**GOAL OF THE EXERCISE**
Rewrite the listing below, replacing "Reviewer note" with "Annotator note" wherever it occurs and leaving everything else unchanged.
★ ★ ★
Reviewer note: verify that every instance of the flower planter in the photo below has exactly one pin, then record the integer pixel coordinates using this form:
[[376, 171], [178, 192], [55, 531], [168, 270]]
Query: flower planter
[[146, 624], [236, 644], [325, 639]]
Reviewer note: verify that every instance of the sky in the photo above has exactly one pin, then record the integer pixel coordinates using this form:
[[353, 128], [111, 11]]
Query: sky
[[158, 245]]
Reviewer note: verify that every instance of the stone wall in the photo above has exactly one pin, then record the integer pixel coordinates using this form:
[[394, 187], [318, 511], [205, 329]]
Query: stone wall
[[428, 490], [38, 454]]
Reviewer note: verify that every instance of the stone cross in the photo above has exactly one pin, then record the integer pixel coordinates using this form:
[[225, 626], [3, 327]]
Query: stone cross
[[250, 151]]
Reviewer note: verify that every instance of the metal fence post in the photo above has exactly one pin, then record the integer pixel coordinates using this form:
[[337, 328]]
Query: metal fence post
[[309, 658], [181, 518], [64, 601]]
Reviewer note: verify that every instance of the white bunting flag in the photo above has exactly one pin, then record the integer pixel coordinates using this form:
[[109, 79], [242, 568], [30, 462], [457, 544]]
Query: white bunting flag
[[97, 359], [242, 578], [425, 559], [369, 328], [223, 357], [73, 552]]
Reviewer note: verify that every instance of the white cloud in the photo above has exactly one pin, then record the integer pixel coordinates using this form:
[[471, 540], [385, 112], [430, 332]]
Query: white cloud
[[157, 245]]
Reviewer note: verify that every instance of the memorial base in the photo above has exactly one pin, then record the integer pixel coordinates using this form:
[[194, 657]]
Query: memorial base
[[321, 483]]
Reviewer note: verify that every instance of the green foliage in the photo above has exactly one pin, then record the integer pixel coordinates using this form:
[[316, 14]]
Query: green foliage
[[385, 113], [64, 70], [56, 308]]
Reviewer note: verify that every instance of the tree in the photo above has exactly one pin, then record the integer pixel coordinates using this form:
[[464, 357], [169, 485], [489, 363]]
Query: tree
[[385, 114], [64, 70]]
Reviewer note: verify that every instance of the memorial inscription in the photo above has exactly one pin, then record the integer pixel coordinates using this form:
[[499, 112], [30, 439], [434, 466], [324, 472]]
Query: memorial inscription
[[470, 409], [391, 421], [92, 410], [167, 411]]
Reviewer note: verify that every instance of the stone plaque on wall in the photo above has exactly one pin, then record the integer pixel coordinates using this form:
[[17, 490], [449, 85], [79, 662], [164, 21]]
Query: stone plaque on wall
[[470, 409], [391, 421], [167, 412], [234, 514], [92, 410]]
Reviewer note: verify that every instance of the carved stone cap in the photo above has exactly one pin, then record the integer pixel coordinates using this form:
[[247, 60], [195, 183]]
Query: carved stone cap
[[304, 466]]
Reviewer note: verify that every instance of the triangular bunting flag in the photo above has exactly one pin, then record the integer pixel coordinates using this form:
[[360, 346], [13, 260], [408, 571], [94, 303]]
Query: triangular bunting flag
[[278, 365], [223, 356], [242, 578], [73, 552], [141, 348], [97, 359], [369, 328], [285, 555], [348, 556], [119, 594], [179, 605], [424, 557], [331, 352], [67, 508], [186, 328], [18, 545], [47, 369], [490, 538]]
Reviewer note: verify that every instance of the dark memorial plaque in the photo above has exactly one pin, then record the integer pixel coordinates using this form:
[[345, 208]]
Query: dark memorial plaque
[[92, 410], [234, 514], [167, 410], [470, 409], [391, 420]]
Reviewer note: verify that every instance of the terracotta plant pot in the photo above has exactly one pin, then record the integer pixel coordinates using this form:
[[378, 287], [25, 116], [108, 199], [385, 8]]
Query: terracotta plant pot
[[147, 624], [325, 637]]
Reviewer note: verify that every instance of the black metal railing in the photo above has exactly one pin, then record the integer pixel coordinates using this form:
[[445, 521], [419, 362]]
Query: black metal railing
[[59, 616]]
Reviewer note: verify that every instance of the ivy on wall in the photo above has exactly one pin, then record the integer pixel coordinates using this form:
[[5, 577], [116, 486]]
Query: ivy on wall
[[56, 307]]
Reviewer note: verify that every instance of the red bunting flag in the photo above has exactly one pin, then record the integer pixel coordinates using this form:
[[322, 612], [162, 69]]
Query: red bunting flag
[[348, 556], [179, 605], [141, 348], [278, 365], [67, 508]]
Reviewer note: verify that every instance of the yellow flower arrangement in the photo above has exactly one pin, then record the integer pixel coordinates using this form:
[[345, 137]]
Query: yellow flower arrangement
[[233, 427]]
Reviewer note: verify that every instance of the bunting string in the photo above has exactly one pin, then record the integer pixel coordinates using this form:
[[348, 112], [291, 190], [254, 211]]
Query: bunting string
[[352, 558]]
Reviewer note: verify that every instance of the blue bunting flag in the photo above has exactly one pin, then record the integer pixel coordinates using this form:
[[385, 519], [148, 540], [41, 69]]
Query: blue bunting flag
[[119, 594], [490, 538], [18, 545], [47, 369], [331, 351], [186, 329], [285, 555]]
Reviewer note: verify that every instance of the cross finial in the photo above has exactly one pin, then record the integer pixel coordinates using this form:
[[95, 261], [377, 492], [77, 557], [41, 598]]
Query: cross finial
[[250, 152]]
★ ★ ★
**RESULT**
Annotator note: verify that every instance of the flower planter in the photo below has exactly one pin, then record the integer pixel coordinates using this form:
[[376, 171], [178, 192], [55, 531], [168, 270]]
Query: flower planter
[[146, 624], [236, 644], [325, 639]]
Annotator note: verify that every instance of the sky in the photo above has exactly one pin, then record the integer pixel coordinates using this form:
[[353, 128], [111, 11]]
Query: sky
[[158, 245]]
Annotator note: verify that every instance of the stone wall in the photo above has exactly one pin, then record the integer pixel coordinates using this form:
[[394, 187], [318, 511], [205, 329]]
Query: stone wall
[[428, 490], [38, 454]]
Annotator note: verify that every instance of the stone cross in the photo above has exactly one pin, then record the integer pixel coordinates using this form:
[[225, 626], [3, 327]]
Query: stone cross
[[250, 151]]
Annotator note: verify that every instance of the metal fence post in the photo above has exactly one pin, then record the integer pixel coordinates using this form:
[[337, 328]]
Query: metal fence post
[[309, 658], [181, 518], [64, 601]]
Annotator note: verify that every instance of the white bunting flag in the photo above has exactly one pin, then record the integer pixel coordinates using this form:
[[109, 79], [242, 568], [30, 462], [457, 544]]
Query: white bunting flag
[[97, 359], [242, 578], [425, 559], [369, 328], [223, 357], [73, 552]]
Annotator note: verify that every instance of the white cloud in the photo above has exactly one pin, then record the integer pixel coordinates using this form:
[[471, 540], [385, 112], [430, 332]]
Query: white cloud
[[157, 245]]
Annotator note: verify that every instance of the memorial base in the photo above has exactly one pin, then record the integer pixel coordinates using this form:
[[194, 657]]
Query: memorial base
[[321, 483]]
Annotator note: verify that every instance of the green foliage in the photo above has exactly one pin, then record the integer pixel coordinates using this form:
[[316, 14]]
Query: green foliage
[[385, 113], [64, 70], [56, 308]]
Annotator note: verify that every instance of the tree in the photo above has exactly one pin, then record the integer pixel coordinates using this form:
[[464, 357], [169, 485], [489, 363]]
Query: tree
[[385, 114], [64, 70]]
Annotator note: verify that every instance of the memorial inscription in the photo above has exactly one pin, then record the integer pixel coordinates using this form:
[[499, 112], [30, 439], [434, 466], [324, 472]]
Query: memorial inscription
[[470, 409], [391, 421], [92, 410], [167, 411]]
Annotator note: verify that every instance of the stone plaque on wall in the photo above has exactly one pin, then record the integer pixel coordinates using this form:
[[17, 490], [449, 85], [79, 662], [164, 21]]
Query: stone plaque on wall
[[470, 409], [391, 421], [167, 412], [234, 514], [92, 410]]
Annotator note: verify that every instance of the carved stone cap in the photo above has exactly one pin, then record the integer pixel coordinates using this form:
[[247, 60], [195, 183]]
Query: carved stone cap
[[304, 466]]
Annotator note: verify that every instance of the triangular bunting flag in the photo above has exactly one pin, then record the integer pixel coordinates using this form:
[[360, 346], [13, 260], [408, 571], [94, 303]]
Query: triangular bunting flag
[[278, 365], [223, 356], [242, 578], [73, 552], [141, 348], [97, 359], [369, 328], [285, 555], [348, 556], [119, 594], [179, 605], [424, 557], [331, 352], [67, 508], [186, 328], [18, 545], [47, 369], [490, 538]]
Annotator note: verify that every instance of the dark memorial plaque in the photo above has exactly one pin, then record the integer pixel coordinates using this form:
[[345, 208]]
Query: dark memorial plaque
[[92, 410], [234, 514], [167, 410], [470, 409], [391, 420]]
Annotator note: verify that every instance of the terracotta plant pot in the photo above has exactly one pin, then record the integer pixel coordinates using this form:
[[378, 287], [25, 116], [108, 199], [385, 8]]
Query: terracotta plant pot
[[147, 624], [325, 637]]
Annotator note: verify that every instance of the black metal railing in the photo above has exactly one pin, then record the integer pixel coordinates using this form:
[[445, 521], [419, 362]]
Query: black metal railing
[[59, 616]]
Annotator note: verify that every instance of the ivy on wall in the photo above has exactly one pin, then record the integer pixel coordinates using this form:
[[5, 577], [116, 486]]
Query: ivy on wall
[[56, 307]]
Annotator note: verify that every instance of the red bunting flag in the photo above has exactly one pin, then record the integer pixel coordinates using this form:
[[322, 612], [162, 69]]
Query: red bunting flag
[[348, 556], [179, 605], [141, 348], [278, 365], [67, 508]]
Annotator note: verify that every instance of the yellow flower arrangement in the photo above has exactly one pin, then record the integer pixel coordinates using this form:
[[345, 137]]
Query: yellow flower arrangement
[[233, 427]]
Annotator note: verify that every instance of the bunting string in the photo above has exactly one pin, then record the integer pixel coordinates using this form:
[[348, 112], [291, 190], [254, 211]]
Query: bunting string
[[352, 558]]
Annotator note: verify that every instance of the blue bunting flag in the photo above has exactly one pin, then record the integer pixel coordinates using this form:
[[385, 519], [148, 540], [41, 69]]
Query: blue bunting flag
[[119, 594], [490, 538], [18, 545], [47, 369], [331, 351], [186, 329], [285, 555]]
Annotator note: verify that every instance of the cross finial in the photo above has exactly one pin, then record the integer pixel coordinates using this form:
[[95, 261], [377, 492], [77, 557], [41, 598]]
Query: cross finial
[[250, 152]]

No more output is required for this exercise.